**Extracted records:**
○ ○ ○ ○

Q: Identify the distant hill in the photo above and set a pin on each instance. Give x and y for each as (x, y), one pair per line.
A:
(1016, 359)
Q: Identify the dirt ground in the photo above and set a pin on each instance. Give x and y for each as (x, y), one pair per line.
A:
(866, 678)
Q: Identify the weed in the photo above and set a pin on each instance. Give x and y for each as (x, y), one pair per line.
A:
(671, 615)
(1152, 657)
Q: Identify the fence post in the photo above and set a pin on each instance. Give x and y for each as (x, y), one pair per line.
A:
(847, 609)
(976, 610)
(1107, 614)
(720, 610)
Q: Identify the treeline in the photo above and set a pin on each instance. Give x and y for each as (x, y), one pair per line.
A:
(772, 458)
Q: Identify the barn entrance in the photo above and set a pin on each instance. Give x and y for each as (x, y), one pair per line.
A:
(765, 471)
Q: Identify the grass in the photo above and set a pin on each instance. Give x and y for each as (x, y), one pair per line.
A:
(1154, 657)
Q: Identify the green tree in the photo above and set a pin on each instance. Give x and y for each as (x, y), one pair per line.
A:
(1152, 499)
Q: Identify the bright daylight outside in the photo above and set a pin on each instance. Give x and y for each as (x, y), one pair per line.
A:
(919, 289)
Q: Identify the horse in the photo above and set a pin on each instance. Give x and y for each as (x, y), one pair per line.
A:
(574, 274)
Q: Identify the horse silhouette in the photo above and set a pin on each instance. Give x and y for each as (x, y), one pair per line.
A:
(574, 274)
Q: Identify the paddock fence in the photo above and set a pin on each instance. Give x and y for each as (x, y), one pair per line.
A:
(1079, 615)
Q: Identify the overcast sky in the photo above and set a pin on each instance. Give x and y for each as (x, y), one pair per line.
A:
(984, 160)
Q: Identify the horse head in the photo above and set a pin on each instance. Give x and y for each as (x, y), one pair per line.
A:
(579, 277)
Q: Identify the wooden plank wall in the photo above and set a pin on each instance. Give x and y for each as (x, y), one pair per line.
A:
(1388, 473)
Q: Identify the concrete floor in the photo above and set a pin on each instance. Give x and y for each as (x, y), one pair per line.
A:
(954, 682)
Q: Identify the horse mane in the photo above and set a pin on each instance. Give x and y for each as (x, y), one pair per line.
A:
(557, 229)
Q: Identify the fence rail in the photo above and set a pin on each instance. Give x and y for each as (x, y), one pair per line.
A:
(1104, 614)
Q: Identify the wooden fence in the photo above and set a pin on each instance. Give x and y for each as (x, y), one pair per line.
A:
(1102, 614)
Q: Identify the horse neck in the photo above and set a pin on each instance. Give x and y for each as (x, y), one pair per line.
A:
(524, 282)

○ ○ ○ ○

**What you need to do:**
Swap every "set a pin on" in the records above for "place a marker on" and write out all the records again with nothing else changed.

**The completed task:**
Q: Identify the distant hill in the photo above and place a marker on each instance. Give x and y for each as (x, y), one pair per line.
A:
(1016, 359)
Q: Identify the dirt ground in the photo above and place a marker on each instance. Give x and y for each as (x, y), one pair per line.
A:
(866, 678)
Q: Identify the weed in the photo above and place a marker on each instance. Give x and y for each as (x, y), one pair per line.
A:
(671, 615)
(1152, 657)
Q: Identify the fence post in the photo above and place a marker on each instance. Give x and y for each as (x, y), one pair per line.
A:
(847, 609)
(976, 610)
(1107, 614)
(720, 610)
Q: Identify the treeline in the photo above and place a marker on each instance. Give x and y for each as (x, y), one pair per line.
A:
(772, 458)
Q: Identify the barn entrance in the photo above and place a marker on each instance. Give x and y for each as (x, y), one pair per line.
A:
(765, 471)
Q: Identify the grass in the photo above and place a marker on each instance. Give x and y for each as (x, y), one pair per line.
A:
(1154, 657)
Q: Identify the green tree in the photo above and place a marker on each instance. Give x and y for each as (x, y), one pair per line.
A:
(1152, 499)
Q: Identify the bright daylight outside in the photo above and place a marker on each instance. Give x and y for each as (x, y), one pair per line.
A:
(919, 289)
Q: Identify the horse in the photo above and place a marker on each instance. Give x and y for each as (x, y), one pair per line.
A:
(574, 274)
Q: Identify the horse silhouette in the photo above and place a marker on each instance. Give x and y for each as (x, y), one pair per line.
A:
(574, 274)
Q: Identify the paddock fence in the photo above and place a marker on each instance. Give x and y for each as (x, y), one pair per line.
A:
(1079, 615)
Q: Identify the overcast sky in the photo above and place a marker on each instance. Give x and y for each as (x, y), one pair per line.
A:
(984, 160)
Q: Identify the horse head in the photo above and place a marker on each instance. Give x and y for each as (x, y), one pair per line.
A:
(579, 277)
Q: Identify the wooden plank wall in the photo above and place a marker on each instance. Give x and y for each as (x, y), one pair per line.
A:
(1388, 473)
Q: Identify the concrete floor in the photo above and place a marker on each instance. Give x and y for each as (x, y), one pair per line.
A:
(954, 682)
Q: Identify the horse mane in the photo above and place a marker on each instance. Give x and y for each as (x, y), one pair per line.
A:
(557, 229)
Q: Identify the fence rail in the photo above and place a marker on each instance. Give x and y for each as (x, y), one pair per line.
A:
(1104, 614)
Q: Identify the wooden fence in the photo above and place a marker on each instance. Give x and y for each as (x, y), one pair per line.
A:
(1102, 614)
Q: Identify the horse neck in the photo above and place a marker on each instance. Give x and y for each as (x, y), one pair per line.
A:
(524, 282)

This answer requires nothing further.